======== Provided entries

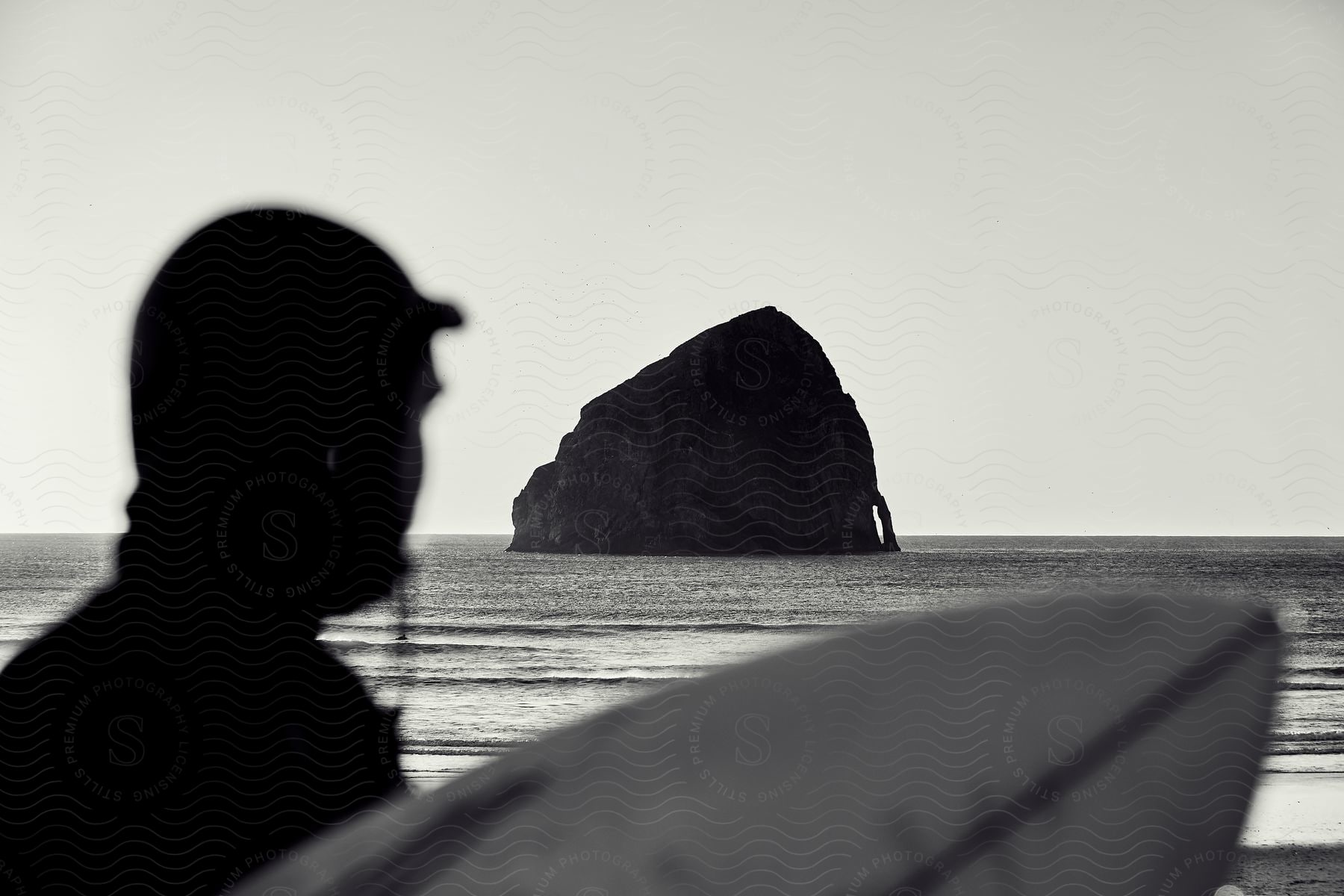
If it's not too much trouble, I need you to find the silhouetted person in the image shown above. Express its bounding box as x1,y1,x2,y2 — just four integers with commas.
0,210,461,895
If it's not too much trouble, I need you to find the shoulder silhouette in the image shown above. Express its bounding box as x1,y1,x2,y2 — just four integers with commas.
0,208,461,893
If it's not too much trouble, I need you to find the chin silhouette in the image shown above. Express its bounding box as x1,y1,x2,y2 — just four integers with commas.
0,208,461,895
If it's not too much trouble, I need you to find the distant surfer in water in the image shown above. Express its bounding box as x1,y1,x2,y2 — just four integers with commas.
0,208,461,895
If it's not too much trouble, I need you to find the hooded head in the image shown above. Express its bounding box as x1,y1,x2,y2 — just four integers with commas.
119,208,461,618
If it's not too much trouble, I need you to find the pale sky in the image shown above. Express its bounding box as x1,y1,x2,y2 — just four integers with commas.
0,0,1344,538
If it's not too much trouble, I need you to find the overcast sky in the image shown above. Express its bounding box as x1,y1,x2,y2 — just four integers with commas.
0,0,1344,536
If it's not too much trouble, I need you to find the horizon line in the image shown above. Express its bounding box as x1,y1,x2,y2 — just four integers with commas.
0,529,1344,541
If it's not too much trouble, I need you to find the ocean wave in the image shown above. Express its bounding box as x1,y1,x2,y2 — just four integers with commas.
319,620,839,644
364,673,694,686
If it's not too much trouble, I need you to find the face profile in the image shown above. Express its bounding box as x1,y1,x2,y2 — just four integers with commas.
0,208,462,892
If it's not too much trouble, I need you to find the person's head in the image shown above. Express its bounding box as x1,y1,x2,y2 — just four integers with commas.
121,208,461,617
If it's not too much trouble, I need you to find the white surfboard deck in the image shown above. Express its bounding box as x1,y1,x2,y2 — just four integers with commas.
228,594,1281,896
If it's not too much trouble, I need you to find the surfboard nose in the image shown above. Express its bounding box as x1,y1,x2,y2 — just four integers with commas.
223,592,1282,896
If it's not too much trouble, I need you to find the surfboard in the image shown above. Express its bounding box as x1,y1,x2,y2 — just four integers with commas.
225,592,1281,896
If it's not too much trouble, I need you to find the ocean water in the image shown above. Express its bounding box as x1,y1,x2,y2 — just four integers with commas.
0,535,1344,782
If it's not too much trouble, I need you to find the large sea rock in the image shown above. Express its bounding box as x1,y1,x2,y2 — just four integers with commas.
509,308,900,555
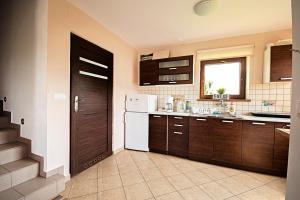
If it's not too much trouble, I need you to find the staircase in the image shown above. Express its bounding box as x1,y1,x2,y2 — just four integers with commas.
0,101,65,200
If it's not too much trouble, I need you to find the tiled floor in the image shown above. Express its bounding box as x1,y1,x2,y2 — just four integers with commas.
62,150,286,200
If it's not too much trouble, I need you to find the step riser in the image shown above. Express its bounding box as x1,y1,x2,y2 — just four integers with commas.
0,174,11,192
0,146,27,165
0,130,18,144
0,117,9,128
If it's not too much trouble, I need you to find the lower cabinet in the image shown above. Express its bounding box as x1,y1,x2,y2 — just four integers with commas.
273,123,289,174
149,115,168,153
189,117,214,160
213,119,242,164
168,116,189,157
242,121,275,169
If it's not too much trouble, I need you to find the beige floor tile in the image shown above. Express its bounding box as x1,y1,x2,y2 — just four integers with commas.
98,175,122,191
266,178,286,193
72,166,98,181
191,161,215,170
156,192,184,200
98,188,126,200
247,172,278,184
159,165,180,176
124,183,153,200
140,168,163,181
238,186,285,200
185,171,213,185
69,193,97,200
199,182,234,200
217,178,251,195
168,174,194,190
175,162,196,173
179,186,211,200
232,173,263,189
98,166,119,178
121,171,144,186
69,179,97,198
136,160,156,169
201,168,228,180
152,158,173,167
147,178,175,197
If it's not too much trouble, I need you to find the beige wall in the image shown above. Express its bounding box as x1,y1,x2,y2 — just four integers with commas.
286,0,300,200
46,0,138,175
139,30,292,83
0,0,48,157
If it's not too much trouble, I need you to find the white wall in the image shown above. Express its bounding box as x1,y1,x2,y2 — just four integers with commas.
0,0,48,161
286,0,300,200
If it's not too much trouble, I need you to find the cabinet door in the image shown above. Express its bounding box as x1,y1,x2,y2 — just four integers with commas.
140,60,158,86
271,45,292,82
168,116,189,157
242,121,274,169
149,115,167,153
213,119,242,164
189,117,213,160
273,123,289,173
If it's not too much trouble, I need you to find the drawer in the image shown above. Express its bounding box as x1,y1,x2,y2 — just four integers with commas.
168,116,189,126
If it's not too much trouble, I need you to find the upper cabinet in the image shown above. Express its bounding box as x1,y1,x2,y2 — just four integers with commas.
264,44,292,83
140,55,193,86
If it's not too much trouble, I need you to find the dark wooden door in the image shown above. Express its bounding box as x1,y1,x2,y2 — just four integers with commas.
149,115,168,153
242,121,274,169
71,34,113,175
168,116,189,157
213,119,242,164
271,45,292,82
189,117,214,160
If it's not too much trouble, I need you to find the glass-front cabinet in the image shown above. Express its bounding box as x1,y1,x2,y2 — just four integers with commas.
140,56,193,86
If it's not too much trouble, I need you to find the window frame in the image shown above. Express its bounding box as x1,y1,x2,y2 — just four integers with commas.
200,57,247,100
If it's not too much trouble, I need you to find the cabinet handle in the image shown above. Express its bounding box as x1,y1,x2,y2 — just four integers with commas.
153,115,161,118
252,122,266,126
174,131,183,135
174,124,183,127
279,77,293,81
222,120,233,124
174,117,183,119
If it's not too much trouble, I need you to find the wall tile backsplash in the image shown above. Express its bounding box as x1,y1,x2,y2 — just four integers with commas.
139,82,291,115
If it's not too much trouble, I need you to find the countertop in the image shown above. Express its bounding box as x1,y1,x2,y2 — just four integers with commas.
150,111,291,123
276,128,291,136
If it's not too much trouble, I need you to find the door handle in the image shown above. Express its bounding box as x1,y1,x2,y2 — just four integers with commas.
74,96,79,112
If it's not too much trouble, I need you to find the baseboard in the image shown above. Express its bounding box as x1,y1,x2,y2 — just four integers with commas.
113,147,124,155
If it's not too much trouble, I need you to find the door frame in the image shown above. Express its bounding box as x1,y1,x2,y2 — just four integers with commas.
69,32,114,176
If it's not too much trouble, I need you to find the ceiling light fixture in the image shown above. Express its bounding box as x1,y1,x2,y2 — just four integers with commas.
194,0,217,16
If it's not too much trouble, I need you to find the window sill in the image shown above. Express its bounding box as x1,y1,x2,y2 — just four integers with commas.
197,99,251,102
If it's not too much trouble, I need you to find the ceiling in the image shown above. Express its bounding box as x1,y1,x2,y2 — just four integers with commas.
69,0,292,48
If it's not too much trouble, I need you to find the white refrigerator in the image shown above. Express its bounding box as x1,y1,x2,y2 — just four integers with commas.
125,94,157,151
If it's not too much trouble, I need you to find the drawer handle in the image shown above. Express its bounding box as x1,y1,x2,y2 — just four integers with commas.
222,120,233,124
174,131,183,135
252,122,266,126
174,124,183,127
279,77,293,81
174,117,183,119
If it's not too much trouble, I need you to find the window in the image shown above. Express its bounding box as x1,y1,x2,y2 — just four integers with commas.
200,57,246,99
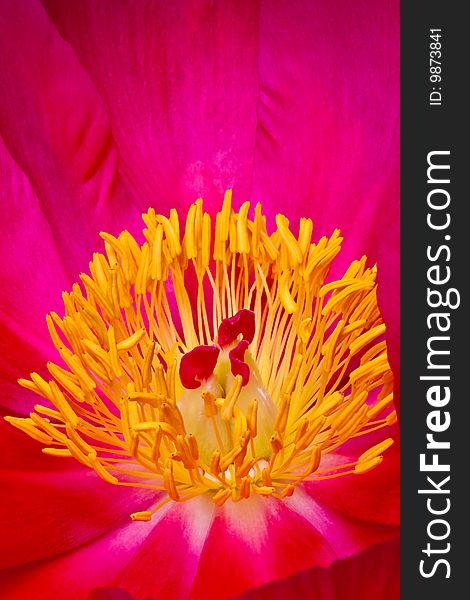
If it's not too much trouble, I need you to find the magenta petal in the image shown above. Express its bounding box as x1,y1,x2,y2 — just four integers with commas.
252,0,399,255
237,538,400,600
0,0,140,279
304,444,400,527
41,0,259,210
2,522,158,600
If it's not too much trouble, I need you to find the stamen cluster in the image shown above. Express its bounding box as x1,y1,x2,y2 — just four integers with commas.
7,191,396,520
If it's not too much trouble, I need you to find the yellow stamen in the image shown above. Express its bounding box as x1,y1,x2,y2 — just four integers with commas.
6,190,396,521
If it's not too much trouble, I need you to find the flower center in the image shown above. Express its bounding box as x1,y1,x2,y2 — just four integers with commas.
6,191,396,521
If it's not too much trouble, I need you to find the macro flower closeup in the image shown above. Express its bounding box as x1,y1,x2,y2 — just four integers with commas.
0,0,399,600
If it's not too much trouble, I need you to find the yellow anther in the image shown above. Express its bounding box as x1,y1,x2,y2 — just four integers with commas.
6,195,397,522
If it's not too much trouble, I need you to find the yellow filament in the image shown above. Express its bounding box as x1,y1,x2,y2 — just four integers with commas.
6,190,396,521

================

Stated exercise ->
Repeat, exactly and only, the lines above from the one containing "find the stamen" through the end of the material.

Reply ->
If it's not too much trouble, I need you to find the stamen cluster in the image shown above. Express its bounding box as x1,y1,x2,y2 — just four integers with commas.
7,191,396,520
If it's not too much trouble, I need you to find the yellow stamen in the image shown above. Express its bounding box as x1,y1,x2,y2 — just four integers with commas.
6,190,396,521
If it's not too much trouble, I need you to find the flower center in the image shown above. Express its bounding box as x1,y1,x2,y2 — just four integers with commas.
6,191,396,521
If it's not too much trouble, I need you to find the macro flower closeup in the image shown above. Express its bounding box as x1,y1,x2,y2 — just four integers with commas.
0,0,399,600
If it's not too much trouble, I need you to find the yellow anther in the image shown above. Express its bounding box as x1,y1,x2,y2 — just four integers with commas.
6,195,397,522
If it's not too much trouble, I need you to find the yellow filament in the image shown above. Express its bounding box as x1,y1,x2,y2 — just four integers with commas.
6,190,396,521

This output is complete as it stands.